-- Start of READING TEXT --

The data is coded in an unusual manner. A typical line is:
12002,Central Nova","Nova-Centre"," 1","River John",N,N,"",1,299,"Chisholm","","Matthew","Green Party","Parti Vert",N,N,11
There is a " on the end of the Central-Nova but not at the beginning. So in order to read in the data, I suppressed the quotes, which worked fine for the first few files. ie.
test<-read.csv("pollresults_resultatsbureau11001.csv",header = TRUE,sep=",",fileEncoding="latin1",as.is=TRUE,quote="")
Now here is the problem: in another file (eg. pollresults_resultatsbureau12002.csv), there is a line of data like this:
12002,Central Nova","Nova-Centre"," 6-1","Pictou, Subd. A",N,N,"",0,168,"Parker","","David K.","NDP-New Democratic Party","NPD-Nouveau Parti democratique",N,N,28
Because I need to suppress the quotes, the entry "Pictou, Subd. A" makes R wants to split this into 2 variables. The data can't be read in since it wants to add a column half way through constructing the dataframe.

-- End of READING TEXT --

*PROBLEM SET*.
(1) Answer each of these about the text on reading the poll-result files:
(a) In the typical line, where does the stray quotation mark around Central Nova sit?
(b) What value does the read.csv call give the quote argument?
(c) Which entry makes R want to split the data into two variables?
(2) Reproduce the part of the text on reading the poll-result files that opens with the words containing "The data is" and closes with "few files. ie.".

-- Start of DATASET RECORDS --

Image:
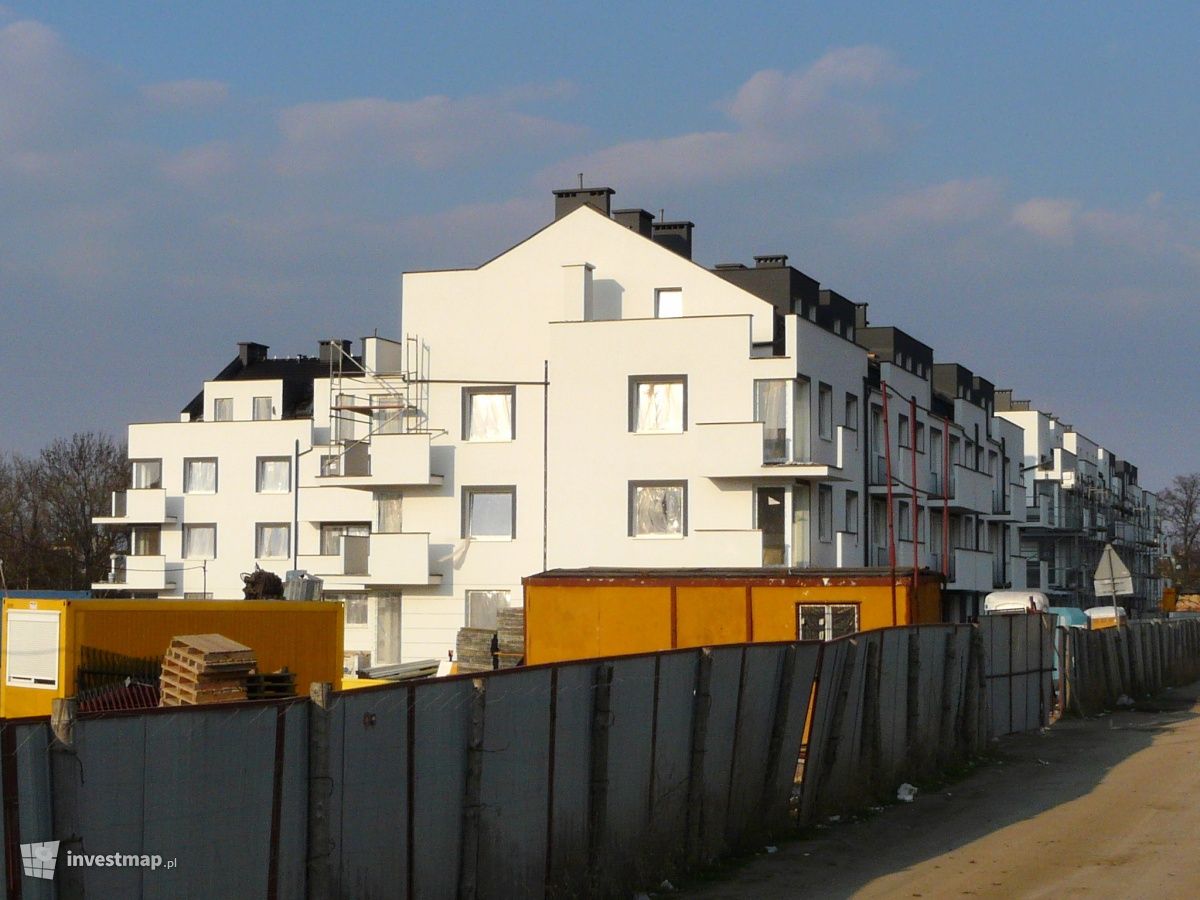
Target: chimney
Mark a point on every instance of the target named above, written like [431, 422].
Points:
[568, 201]
[635, 220]
[250, 352]
[328, 349]
[673, 235]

-- End of DATASET RECORDS --

*WORKED SOLUTIONS*.
(1)
(a) On the end of Central Nova, not at the beginning.
(b) An empty string (quote="").
(c) "Pictou, Subd. A"

(2)
The data is coded in an unusual manner. A typical line is:
12002,Central Nova","Nova-Centre"," 1","River John",N,N,"",1,299,"Chisholm","","Matthew","Green Party","Parti Vert",N,N,11
There is a " on the end of the Central-Nova but not at the beginning. So in order to read in the data, I suppressed the quotes, which worked fine for the first few files. ie.